Begin Items
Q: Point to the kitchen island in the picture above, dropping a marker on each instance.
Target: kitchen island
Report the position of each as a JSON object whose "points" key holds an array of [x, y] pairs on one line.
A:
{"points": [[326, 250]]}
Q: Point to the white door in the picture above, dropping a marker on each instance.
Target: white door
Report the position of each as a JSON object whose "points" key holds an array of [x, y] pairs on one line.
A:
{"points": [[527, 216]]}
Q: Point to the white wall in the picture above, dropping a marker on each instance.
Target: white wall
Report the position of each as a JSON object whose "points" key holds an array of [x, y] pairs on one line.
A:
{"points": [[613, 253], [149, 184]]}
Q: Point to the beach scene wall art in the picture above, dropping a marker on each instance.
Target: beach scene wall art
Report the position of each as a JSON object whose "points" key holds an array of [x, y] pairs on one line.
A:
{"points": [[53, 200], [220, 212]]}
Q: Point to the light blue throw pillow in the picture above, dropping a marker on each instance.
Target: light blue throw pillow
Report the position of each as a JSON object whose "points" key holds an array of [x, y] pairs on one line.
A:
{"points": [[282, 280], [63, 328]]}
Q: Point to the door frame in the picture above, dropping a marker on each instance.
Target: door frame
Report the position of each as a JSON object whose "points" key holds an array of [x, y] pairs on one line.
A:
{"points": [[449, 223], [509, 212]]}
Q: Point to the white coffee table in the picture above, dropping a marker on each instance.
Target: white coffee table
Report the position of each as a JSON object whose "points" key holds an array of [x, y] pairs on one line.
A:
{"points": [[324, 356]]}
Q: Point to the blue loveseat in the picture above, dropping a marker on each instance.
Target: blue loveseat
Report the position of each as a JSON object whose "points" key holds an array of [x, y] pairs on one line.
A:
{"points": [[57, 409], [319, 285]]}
End Items
Can you recast the lines above as a JSON list of strings, with one string per line and blank lines left out, starting at the line that contains "Q: Point to the blue" and ending at the last line of the items?

Result for this task →
[
  "Q: Point to the blue loveseat in the picture above, dropping a marker on each instance.",
  "Target: blue loveseat",
  "Report the position of each as a JSON object whose \"points\" key holds an array of [x, y] pairs on one line.",
  "A:",
  "{\"points\": [[57, 409], [319, 285]]}"
]